[Records]
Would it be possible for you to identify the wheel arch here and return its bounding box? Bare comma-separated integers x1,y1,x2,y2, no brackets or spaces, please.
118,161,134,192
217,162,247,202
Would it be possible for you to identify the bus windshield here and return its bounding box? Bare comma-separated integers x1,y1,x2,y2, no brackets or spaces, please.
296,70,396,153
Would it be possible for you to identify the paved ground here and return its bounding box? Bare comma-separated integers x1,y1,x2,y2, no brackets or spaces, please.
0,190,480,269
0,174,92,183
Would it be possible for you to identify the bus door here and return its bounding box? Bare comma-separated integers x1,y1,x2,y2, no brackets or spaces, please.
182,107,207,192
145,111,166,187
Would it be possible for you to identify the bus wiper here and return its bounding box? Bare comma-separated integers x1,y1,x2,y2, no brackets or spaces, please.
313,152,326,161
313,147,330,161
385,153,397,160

Required task
Set down the material above again, word for word.

Exercise solution
Would it be possible for you to identify the wheel arch here and return its bounding box? Bare comma-separated integers x1,y1,x2,y2, no brackets or spaces, please.
118,161,134,192
217,162,247,202
Would it be possible for you to identify the bus windshield here and return its bounding box? Bare comma-separated integers x1,y1,x2,y2, no brackets or spaces, please.
296,70,396,153
Would it be possible for you to identify the paved ground here and return its bounding box? Bare comma-separated integers x1,y1,x2,y2, no brackets or spaces, please.
0,190,480,269
0,174,92,183
Would it be possible for you to identify the bus door here and return its bounding box? Bare comma-separated integers x1,y1,x2,y2, no brackets or spaces, please.
182,107,207,192
145,111,166,187
Would it be possible for you to identify the bus wiper here and return its bounding box? Bare comma-separated integers x1,y1,x2,y2, no brackets or spaces, please.
313,152,326,161
313,147,330,161
385,153,397,160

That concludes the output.